**EXERCISE 1:** Could you print the passage of the Towuaghantse v GMC article starting with "The facts of" and going on through "them out here.", word for word?
**EXERCISE 2:** Can you write the next part of the article on Towuaghantse v GMC, picking up after its final sentence?

**SELECTED TEXT:**
....

Towuaghantse v GMC & the importance of seeking early advice in inquest proceedings

In the recent case of Towuaghantse v GMC, Dr Towuaghantse sought to argue that the critical narrative conclusion of a Coroner could not be adduced in evidence against him before his regulator. That the findings of fact made by the Coroner could be adduced was not in dispute.

The facts of the case are tragic but not critical to the assessment of the law and the potential impact upon healthcare professionals who find themselves facing an inquest and so I will not set them out here.

In short, Dr Towuaghantse was criticised by the Coroner in a narrative conclusion following the inquest touching upon the death of Patient A. This narrative was submitted as evidence by the GMC and relied upon by the Medical Practitioners Tribunal (MPT) in its determination that the doctor’s fitness to practise was impaired and that he had shown limited insight and remediation. The MPT went on the conclude that, given the doctor did not accept the criticisms made by the Coroner or the Tribunal’s own findings, he had limited ability to fully remediate the concerns raised and as such an order for his erasure was the only reasonable sanction to ensure protection of patients and public confidence in the profession.

The court found that the narrative conclusion of the Coroner could safely be admitted in proceedings before the MPTS. While the rule on the inadmissibility of evidence heard in another forum, or the findings of another court, has long been established in civil or criminal proceedings, this rule does not apply to inquisitorial proceedings such as those before a regulatory body.

Mr Justice Mostyn quoted the General Medical Council (Fitness to Practise) Rules Order of Council 2004 (SI 2004 No. 2608), r.34(1) which states that:

The Committee or a Tribunal may admit any evidence they consider fair and relevant to the case before them, whether or not such evidence would be admissible in a court of law.”

....

**SOURCE INFORMATION:**
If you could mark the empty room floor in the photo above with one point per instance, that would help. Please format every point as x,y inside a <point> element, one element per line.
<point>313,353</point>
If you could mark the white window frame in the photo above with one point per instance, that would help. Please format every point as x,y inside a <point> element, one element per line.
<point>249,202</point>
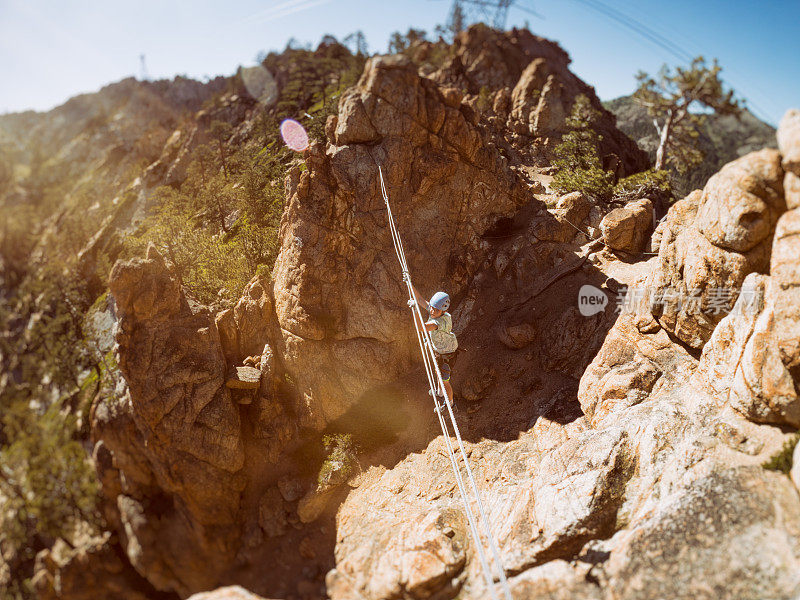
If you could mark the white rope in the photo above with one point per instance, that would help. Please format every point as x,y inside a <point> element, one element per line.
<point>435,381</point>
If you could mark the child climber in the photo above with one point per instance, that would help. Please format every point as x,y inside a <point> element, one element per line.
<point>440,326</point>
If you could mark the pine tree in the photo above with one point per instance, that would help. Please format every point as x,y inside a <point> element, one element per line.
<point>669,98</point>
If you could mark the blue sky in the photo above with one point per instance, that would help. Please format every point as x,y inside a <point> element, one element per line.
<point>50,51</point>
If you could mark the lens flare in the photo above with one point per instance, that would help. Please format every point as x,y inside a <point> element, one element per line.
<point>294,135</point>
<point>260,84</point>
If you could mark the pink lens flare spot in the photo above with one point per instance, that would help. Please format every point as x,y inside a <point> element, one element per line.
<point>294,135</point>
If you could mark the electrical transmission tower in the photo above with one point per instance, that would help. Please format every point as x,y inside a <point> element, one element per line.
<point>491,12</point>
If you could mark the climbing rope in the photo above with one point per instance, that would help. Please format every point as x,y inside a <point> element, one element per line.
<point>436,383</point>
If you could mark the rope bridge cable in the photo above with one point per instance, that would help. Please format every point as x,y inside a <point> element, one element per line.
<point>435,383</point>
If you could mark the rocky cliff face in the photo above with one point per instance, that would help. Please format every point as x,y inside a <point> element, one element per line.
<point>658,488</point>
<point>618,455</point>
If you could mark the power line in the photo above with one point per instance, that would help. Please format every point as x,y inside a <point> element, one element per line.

....

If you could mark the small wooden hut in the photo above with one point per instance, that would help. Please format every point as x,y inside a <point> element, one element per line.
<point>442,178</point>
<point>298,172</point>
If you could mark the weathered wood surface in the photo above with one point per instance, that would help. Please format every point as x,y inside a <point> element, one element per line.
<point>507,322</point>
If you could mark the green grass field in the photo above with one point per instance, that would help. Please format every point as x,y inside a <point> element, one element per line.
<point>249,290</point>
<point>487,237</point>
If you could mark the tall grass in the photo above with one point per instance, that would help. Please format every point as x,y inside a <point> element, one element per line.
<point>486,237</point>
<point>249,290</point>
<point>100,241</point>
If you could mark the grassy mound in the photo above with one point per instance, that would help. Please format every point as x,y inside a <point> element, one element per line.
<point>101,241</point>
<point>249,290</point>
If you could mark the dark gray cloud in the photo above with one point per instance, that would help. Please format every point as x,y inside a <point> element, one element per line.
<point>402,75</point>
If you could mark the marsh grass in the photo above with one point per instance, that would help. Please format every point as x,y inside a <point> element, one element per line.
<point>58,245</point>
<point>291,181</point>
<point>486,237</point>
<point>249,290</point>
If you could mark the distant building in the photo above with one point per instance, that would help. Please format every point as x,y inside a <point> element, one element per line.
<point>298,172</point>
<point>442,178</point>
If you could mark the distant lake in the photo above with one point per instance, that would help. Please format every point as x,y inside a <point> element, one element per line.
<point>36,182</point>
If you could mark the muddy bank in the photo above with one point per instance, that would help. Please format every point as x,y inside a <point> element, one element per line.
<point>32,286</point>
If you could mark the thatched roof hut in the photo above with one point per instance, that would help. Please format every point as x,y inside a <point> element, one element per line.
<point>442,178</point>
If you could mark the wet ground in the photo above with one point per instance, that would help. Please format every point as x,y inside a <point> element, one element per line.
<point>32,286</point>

....

**WRITTEN ANSWER 1:**
The facts of the case are tragic but not critical to the assessment of the law and the potential impact upon healthcare professionals who find themselves facing an inquest and so I will not set them out here.

**WRITTEN ANSWER 2:**
However, he went on to say that, while the narrative conclusion of the Coroner was admissible, the Tribunal had to ensure that it was not used against Dr Towuaghantse unfairly and should be weighed with all other evidence in determining the facts. The Tribunal rightly held that it was not bound by the Coroner’s findings but erred in relying upon the doctor’s failure to accept the Coroner’s findings when considering impairment of his fitness to practise.

In fact, the Tribunal used Dr Towuaghantse’s defence of his conduct before the Coroner, refusal to accept the Coroner’s criticisms and defence of the facts before them as evidence of a lack of insight and his inability to remediate. This was found to be procedurally unfair; a practitioner is entitled to defend his or her position and exercising this right should not be construed as a refusal to remediate, or as evidence of incapacity to do so, unless the Tribunal has made findings of blatant dishonesty.

That said, this case shows the importance for healthcare professionals to obtain early advice and representation when they are called to give evidence before HM Coroner as findings of fact or a critical narrative can be admitted as evidence on the facts in regulatory proceedings.